What you will do -> Output the lines of the material below as a numbered list, from the line containing "forehead, then give the position of each instance." through the end of the material, both included. Omit blank lines.

Dataset excerpt:

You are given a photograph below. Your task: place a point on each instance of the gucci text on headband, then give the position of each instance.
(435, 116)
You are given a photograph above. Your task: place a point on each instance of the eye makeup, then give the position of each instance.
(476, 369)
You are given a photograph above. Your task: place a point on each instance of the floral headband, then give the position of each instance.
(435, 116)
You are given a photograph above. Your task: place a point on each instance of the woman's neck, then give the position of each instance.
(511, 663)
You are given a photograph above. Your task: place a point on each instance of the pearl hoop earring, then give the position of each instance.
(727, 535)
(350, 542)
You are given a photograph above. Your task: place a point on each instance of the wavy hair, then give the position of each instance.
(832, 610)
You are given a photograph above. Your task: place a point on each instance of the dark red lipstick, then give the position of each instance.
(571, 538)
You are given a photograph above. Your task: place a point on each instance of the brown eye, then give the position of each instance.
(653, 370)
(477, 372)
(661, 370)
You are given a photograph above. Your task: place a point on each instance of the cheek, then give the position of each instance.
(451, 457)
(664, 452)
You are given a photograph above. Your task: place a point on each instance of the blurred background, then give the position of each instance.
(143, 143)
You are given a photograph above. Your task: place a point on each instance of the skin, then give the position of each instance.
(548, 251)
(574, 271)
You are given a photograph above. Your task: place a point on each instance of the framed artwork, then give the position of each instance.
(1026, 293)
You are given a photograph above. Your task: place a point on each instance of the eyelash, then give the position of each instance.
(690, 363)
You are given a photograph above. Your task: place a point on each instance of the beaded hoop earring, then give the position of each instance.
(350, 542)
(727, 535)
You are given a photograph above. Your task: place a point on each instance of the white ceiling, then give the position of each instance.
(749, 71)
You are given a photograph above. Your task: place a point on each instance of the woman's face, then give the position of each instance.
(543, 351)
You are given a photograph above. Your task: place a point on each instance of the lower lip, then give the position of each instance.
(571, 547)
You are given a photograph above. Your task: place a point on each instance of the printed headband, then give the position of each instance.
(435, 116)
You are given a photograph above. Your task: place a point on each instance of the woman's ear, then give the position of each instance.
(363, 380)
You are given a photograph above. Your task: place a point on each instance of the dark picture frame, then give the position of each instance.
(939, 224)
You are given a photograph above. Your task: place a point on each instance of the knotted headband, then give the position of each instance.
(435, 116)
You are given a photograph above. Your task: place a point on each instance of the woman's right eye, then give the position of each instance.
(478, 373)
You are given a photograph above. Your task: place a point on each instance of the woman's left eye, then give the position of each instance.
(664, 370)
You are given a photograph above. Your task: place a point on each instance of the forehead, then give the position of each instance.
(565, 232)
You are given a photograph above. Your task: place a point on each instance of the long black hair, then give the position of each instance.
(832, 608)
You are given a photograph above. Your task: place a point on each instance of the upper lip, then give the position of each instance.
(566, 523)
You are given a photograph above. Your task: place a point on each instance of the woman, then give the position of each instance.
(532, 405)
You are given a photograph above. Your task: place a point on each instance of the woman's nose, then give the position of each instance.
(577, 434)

Solution to the exercise ->
1. You are given a photograph above. Your task: place a point on each instance of the forehead, then give the position of each instance.
2. (565, 232)
3. You are given a photograph above. Your task: place a point on each instance of the long black hair, then give the position of each instance.
4. (832, 608)
5. You are given a photograph above. Your task: place a point on each instance of the upper lip, then give the position of each instance.
6. (566, 523)
7. You are given a photograph above. Your task: place a point on each instance of the woman, then give the position of each instance.
8. (532, 405)
9. You are given a photograph above. Your task: place a point on each instance of the woman's nose, then give the position of each instance.
10. (577, 434)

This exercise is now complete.